[Extracted records]
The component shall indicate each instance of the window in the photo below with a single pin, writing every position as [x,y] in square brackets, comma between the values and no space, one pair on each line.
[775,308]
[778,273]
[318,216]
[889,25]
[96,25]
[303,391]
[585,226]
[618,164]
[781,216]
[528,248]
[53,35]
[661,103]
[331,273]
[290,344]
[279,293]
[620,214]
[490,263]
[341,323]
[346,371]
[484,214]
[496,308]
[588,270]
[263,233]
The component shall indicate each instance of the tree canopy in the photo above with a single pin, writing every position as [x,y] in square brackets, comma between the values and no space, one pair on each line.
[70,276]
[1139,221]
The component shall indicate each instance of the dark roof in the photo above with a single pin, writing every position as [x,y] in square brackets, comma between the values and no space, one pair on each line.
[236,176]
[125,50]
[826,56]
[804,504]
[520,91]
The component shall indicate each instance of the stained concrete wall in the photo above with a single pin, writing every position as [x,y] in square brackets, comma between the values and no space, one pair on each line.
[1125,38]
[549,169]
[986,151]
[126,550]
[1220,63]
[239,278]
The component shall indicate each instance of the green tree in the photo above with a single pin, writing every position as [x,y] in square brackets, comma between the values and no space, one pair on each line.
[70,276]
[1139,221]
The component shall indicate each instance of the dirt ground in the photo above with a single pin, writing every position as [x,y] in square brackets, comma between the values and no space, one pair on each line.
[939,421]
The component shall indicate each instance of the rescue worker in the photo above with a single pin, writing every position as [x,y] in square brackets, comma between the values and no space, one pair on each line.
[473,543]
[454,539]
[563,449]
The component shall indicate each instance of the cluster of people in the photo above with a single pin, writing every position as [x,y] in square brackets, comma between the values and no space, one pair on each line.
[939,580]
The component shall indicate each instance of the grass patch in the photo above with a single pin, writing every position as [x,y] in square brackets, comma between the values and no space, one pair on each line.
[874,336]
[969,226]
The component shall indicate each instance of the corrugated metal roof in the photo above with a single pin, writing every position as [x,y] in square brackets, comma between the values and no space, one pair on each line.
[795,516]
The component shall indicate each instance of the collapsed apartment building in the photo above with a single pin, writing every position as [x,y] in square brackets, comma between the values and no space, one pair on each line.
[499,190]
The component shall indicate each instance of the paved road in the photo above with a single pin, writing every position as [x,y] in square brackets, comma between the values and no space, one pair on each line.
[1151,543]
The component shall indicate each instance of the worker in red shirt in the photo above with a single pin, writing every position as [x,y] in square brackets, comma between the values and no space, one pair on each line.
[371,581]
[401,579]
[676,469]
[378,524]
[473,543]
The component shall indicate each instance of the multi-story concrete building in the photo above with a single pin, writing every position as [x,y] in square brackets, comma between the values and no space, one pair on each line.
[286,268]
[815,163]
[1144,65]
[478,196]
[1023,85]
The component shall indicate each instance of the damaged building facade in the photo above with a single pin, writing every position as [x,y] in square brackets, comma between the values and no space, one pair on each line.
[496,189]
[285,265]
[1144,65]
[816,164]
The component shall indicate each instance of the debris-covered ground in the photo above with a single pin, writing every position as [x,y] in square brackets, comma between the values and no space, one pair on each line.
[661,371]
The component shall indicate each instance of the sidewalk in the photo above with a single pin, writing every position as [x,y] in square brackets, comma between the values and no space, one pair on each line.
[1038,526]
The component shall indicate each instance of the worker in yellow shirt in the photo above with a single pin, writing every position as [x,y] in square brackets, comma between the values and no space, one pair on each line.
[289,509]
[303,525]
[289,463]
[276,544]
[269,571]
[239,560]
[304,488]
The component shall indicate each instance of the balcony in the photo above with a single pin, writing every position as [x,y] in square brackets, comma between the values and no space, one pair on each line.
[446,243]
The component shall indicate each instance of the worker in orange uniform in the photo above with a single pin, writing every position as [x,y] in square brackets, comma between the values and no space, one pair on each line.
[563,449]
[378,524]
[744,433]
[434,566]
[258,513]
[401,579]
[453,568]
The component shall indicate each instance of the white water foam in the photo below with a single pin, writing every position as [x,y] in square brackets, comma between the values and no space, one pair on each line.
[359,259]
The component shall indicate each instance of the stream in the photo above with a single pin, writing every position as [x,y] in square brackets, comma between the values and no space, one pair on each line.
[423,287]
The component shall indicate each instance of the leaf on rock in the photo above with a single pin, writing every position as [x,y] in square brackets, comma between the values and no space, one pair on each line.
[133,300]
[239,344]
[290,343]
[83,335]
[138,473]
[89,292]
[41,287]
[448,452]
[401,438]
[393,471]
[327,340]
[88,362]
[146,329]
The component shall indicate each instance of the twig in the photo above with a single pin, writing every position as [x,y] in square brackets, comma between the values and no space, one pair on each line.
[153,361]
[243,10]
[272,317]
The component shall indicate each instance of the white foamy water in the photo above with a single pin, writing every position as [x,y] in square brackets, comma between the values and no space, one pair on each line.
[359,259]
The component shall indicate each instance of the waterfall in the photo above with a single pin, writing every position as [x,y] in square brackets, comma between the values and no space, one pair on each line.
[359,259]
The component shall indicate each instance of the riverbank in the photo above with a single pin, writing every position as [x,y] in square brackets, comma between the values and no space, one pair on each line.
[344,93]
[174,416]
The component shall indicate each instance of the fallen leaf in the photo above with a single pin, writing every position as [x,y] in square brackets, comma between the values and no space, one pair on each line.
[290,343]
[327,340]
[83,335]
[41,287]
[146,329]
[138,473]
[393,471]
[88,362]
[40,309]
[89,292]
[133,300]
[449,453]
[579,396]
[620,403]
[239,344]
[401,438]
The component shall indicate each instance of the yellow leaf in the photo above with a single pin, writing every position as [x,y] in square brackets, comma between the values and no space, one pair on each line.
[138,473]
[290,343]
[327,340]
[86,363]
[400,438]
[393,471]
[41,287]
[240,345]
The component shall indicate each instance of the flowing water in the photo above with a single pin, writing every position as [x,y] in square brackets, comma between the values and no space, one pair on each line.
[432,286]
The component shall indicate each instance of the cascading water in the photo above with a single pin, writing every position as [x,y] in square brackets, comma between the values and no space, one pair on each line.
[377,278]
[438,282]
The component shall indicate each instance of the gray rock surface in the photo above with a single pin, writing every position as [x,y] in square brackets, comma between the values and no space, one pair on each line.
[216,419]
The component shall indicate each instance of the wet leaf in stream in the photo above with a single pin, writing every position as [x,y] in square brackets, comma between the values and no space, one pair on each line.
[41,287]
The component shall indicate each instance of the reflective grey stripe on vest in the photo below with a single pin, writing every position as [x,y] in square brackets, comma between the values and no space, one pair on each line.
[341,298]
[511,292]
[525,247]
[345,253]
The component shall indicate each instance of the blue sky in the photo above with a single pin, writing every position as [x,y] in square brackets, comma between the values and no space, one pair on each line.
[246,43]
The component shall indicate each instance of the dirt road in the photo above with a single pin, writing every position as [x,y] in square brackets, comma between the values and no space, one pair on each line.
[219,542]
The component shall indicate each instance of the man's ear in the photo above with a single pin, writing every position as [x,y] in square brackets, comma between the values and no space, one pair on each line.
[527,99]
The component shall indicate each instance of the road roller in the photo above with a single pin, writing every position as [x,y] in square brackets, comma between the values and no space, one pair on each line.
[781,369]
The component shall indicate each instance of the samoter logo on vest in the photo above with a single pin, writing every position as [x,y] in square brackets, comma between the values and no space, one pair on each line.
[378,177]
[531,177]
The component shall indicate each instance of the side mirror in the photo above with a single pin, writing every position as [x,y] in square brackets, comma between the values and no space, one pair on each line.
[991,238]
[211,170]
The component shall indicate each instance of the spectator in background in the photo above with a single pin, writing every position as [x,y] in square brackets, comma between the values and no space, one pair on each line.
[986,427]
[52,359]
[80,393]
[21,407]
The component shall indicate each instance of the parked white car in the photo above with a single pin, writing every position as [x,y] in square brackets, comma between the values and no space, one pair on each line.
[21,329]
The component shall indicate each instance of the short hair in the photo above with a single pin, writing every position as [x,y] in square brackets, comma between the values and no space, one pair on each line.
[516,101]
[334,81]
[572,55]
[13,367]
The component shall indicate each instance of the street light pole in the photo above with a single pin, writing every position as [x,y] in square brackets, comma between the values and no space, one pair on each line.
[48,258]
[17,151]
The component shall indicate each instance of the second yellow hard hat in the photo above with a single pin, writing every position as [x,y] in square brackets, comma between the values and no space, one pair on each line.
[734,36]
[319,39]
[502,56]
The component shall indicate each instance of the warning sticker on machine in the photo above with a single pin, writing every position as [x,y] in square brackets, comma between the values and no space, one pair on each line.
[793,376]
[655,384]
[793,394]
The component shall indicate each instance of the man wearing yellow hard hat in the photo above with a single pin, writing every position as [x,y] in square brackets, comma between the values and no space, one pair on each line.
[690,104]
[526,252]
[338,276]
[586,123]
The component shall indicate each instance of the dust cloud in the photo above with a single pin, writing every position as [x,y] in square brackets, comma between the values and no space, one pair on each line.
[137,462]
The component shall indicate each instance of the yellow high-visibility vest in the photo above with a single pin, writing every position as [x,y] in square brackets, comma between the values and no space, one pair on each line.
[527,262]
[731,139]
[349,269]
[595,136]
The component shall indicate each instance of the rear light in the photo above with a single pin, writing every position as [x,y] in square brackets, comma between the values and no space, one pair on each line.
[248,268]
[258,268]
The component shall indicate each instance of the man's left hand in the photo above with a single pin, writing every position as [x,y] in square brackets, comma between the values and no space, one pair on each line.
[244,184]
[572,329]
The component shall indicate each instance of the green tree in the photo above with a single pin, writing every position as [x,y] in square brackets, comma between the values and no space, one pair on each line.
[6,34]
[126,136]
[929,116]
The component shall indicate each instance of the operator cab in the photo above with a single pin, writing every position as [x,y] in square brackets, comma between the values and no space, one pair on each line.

EXERCISE DESCRIPTION
Output the lines from the one with "The component shall indicate each instance of the man wearing" to the final line of the entries above, exactly as they stand, please, and nothing else.

EXERCISE SOLUTION
The component shall indicate each instance of the man wearing yellow hard hat in the photo above with a single pin, writing every position as [x,y] in square brackets, comma between the values and no space, one pair on each line.
[690,104]
[526,252]
[338,276]
[586,123]
The component shall indicate each instance of the dust cloud in the photo above with a single pin, writing every position as [x,y] in square brackets, comma between the values and no space, one pair on each line.
[137,462]
The component shall indicate each instance of the yellow high-visibility vest in the photo above with a single pin, writing every position as [x,y] in square brackets, comma between the values and no space, one pair on each line.
[527,262]
[731,139]
[349,269]
[595,136]
The component shall indicate each instance of the rear light in the photo above with a single pin, writing every position as [x,y] in square brackets, comma between the values and no space, one pair on each line.
[248,268]
[258,268]
The component shall indicate each instance of the man's left hand in the photo above with a single pin, writing every position as [x,y] in square brackets, comma between the values and no space, one pair on each line.
[244,184]
[572,329]
The component shall indicate each instance of the green tree in the photo above with a single pin, writing every position as [x,y] in square brackets, comma between the values and no space, one pair on each line.
[6,34]
[126,136]
[929,116]
The component shall indicate each instance of the operator cab in the photo above with a single pin, writing every position as [x,y] in square brackets, comma between the values and no space, one pair on each line.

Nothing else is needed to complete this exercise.